§ **Extracted text**:

+-------+

Iran: Who is Ebrahim Raisi?

During the previous two years, Iran had been rocked by two nationwide uprisings and loosely-connected protests in various localities, all expressing popular desire for regime change. Then, in the immediate aftermath of the retaliatory missile strikes, activists all across Iran staged new protests to condemn the regime’s attempted cover-up of the IRGC’s downing of a commercial airliner near Tehran. The renewed unrest featured the same anti-government slogans as the previous uprisings and also featured various participants burning images of Soleimani and directing their outrage squarely at the IRGC’s terrorist acts, both foreign and domestic.

The human cost of the 2018 to 2020 uprisings was very high, and IRGC brutally massacred the people in the streets and in the prisons. But that human cost is also a testament to the Iranian people’s defiance of the regime’s repression and the extent to which the authorities feel threatened by it. This message was amplified by the subsequent protests and direct attacks on Soleimani’s image, which took place less than two months after the worst single crackdown Iranians had experienced in many years.

It is partly because of this cycle of protests and crackdowns that the regime is desperate to carry out a terrorist act abroad. The regime is desperate to no doubt desperate to save face, and it is surely struggling to find ways of inspiring fear at home through its actions abroad.

There were already signs of similar desperation after the first uprisings, but before the drone strike that eliminated the Quds Force commander. In June 2018, multiple European authorities thwarted a plot to set off explosives at an annual gathering of Iranian expatriates near Paris. The event was also attended by hundreds of political dignitaries from the US, Europe, and throughout the world. On Monday, a letter to the president of the European Commission urged more assertive policies toward the Iranian regime, particularly in recognition of the fact that the 2018 plot “could have been one of the bloodiest terrorist events in European history” and would have most likely claimed Western lives.

But despite the severity of the threat, the odds of its success were probably remote, if only because of the sheer number of European agencies whose jurisdiction the operatives placed themselves in at one time or another. Those operatives, including a high-ranking diplomat named Assadollah Assadi, were put on trial in Belgium last November and convicted in early February. Assadi, the former third counselor at the regime’s embassy in Vienna, received a 20-year sentence for plotting to commit terrorist murder and still faces additional charges in Germany, where his arrest took place.

+-------+

§ **Excerpted data**:
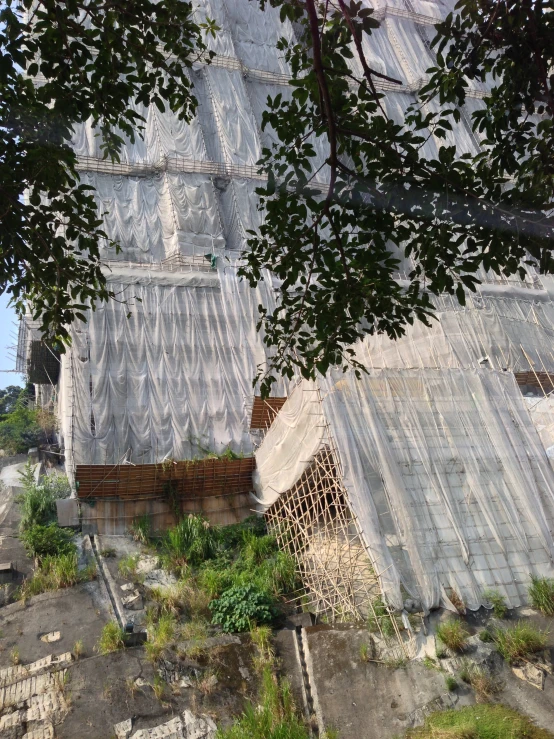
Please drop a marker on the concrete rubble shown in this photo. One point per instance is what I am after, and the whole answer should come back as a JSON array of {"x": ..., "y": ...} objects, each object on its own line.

+-------+

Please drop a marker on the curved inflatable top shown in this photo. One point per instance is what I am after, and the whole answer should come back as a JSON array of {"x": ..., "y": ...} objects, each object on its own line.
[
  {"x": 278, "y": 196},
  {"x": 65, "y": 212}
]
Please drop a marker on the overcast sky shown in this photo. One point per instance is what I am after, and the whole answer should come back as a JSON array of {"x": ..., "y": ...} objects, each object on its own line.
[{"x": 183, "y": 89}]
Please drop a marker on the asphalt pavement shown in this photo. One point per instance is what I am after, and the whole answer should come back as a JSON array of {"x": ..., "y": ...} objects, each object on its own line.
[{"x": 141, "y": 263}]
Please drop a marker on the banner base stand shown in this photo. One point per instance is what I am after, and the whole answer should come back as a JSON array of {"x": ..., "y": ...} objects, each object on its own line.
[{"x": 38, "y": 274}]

+-------+

§ **Exercise A**: Reproduce everything from "It is partly" down to "its actions abroad." in the article on Iran, substituting "reprisals" for "crackdowns".
§ **Exercise B**: Continue the article on Iran and Ebrahim Raisi past its last sentence.

§ **Output A**:
It is partly because of this cycle of protests and reprisals that the regime is desperate to carry out a terrorist act abroad. The regime is desperate to no doubt desperate to save face, and it is surely struggling to find ways of inspiring fear at home through its actions abroad.

§ **Output B**:
Iran’s Terrorist-Diplomat, Assadollah Assadi, Led a Large Espionage & Terrorism Network in EU

That arrest yielded a substantial amount of evidence regarding Assadi’s further activities in Europe. In the years leading up to the 2018 terror plot, he had apparently cultivated a network of assets spanning at least 11 European countries and had delivered cash payments to many of them. It remains to be seen what services those payments are for, but it is safe to assume that some of them involved the gathering of intelligence that might be used in other terrorist attacks on Iranian expatriates and their political supporters.

Assadi was by no means the first Iranian diplomat to come under suspicion of terrorism, but he was the first to actually face prosecution for it in a European court. Many of the Iranian regime critics were expecting the EU to take decisive action and expel Iranian regimes’ diplomat terrorists from their soil and shut down Iran’s embassies. Still, the EU just turned a blind eye to this terrorist act and continued appeasing the terrorist regime.

Indifference to the regime’s terrorist acts, anywhere in the world, would only encourage the regime to carry out more terrorist acts. Therefore beyond just relying on their own counter-terrorism and counter-espionage services, the West must also put policies into place that will continue a trend of accountability, challenge the Iranian regime over its past and ongoing behaviors, and take steps toward dismantling the mullahs’ terrorist infrastructure once and for all.